# DIRECTIVE
Please extract, word for word, the part of the ModelBuilder passage below that falls between "# Define image" and "sample_input = transform(image).unsqueeze(0)", inclusive.

# SUPPLIED PASSAGE
================
Now we will use SageMaker ModelBuilder class to prepare the model for local and remote deployment.

We are using a ResNet50 model using `ModelBuilder` with Triton model server to deploy a PyTorch model on local machine. Then we use `Mode` to switch between local testing and deploying to a SageMaker Endpoint. 

In [None]:
from sagemaker.serve import ModelBuilder, SchemaBuilder, Mode
from sagemaker.serve import ModelServer
from torchvision.transforms import transforms
from torchvision.models import resnet50, ResNet50_Weights
from pathlib import Path
from PIL import Image
import torch

import boto3, sagemaker

# Load model
resnet_model = resnet50(weights=ResNet50_Weights.DEFAULT)
resnet_model.eval()

# Define image transformation
transform = transforms.Compose([
    transforms.Resize(256),
    transforms.CenterCrop(224),
    transforms.ToTensor(),
    transforms.Normalize(mean=[0.485, 0.456, 0.406], std=[0.229, 0.224, 0.225]),
])

# Get sample input
image_path = Path('./pytorch/zidane.jpeg').resolve()
image = Image.open(str(image_path))
sample_input = transform(image).unsqueeze(0)


with torch.no_grad():
    sample_output = resnet_model(sample_input)
================
A run of records
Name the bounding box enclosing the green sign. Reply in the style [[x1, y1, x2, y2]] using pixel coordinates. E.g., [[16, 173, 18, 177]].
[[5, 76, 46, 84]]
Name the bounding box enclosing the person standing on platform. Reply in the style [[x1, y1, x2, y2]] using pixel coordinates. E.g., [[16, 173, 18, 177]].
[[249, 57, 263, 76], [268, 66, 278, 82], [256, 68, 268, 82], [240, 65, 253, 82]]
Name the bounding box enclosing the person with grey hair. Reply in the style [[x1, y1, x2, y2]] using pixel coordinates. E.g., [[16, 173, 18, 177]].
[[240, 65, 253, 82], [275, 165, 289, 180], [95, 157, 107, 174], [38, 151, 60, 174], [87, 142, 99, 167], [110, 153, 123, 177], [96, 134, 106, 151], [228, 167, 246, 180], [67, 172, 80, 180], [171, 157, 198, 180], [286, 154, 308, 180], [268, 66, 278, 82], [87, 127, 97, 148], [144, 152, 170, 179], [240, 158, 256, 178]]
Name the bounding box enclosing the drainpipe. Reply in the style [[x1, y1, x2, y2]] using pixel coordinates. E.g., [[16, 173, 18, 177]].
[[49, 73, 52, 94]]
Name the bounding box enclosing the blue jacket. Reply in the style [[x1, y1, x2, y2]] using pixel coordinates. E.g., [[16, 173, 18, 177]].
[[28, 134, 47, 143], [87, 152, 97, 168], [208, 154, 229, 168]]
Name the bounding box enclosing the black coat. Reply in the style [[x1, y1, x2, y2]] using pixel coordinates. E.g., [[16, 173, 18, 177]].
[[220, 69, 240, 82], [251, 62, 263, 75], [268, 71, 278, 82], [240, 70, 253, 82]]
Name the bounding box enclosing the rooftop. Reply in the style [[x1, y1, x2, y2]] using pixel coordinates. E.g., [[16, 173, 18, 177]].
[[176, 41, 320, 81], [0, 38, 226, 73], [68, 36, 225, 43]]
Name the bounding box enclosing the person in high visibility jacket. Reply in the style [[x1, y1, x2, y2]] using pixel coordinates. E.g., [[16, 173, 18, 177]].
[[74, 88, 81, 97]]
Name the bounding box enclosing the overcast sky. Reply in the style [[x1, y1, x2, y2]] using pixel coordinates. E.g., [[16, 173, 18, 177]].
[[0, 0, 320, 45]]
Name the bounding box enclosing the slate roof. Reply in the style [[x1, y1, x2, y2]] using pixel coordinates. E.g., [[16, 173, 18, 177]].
================
# TASK ANSWER
# Define image transformation
transform = transforms.Compose([
    transforms.Resize(256),
    transforms.CenterCrop(224),
    transforms.ToTensor(),
    transforms.Normalize(mean=[0.485, 0.456, 0.406], std=[0.229, 0.224, 0.225]),
])

# Get sample input
image_path = Path('./pytorch/zidane.jpeg').resolve()
image = Image.open(str(image_path))
sample_input = transform(image).unsqueeze(0)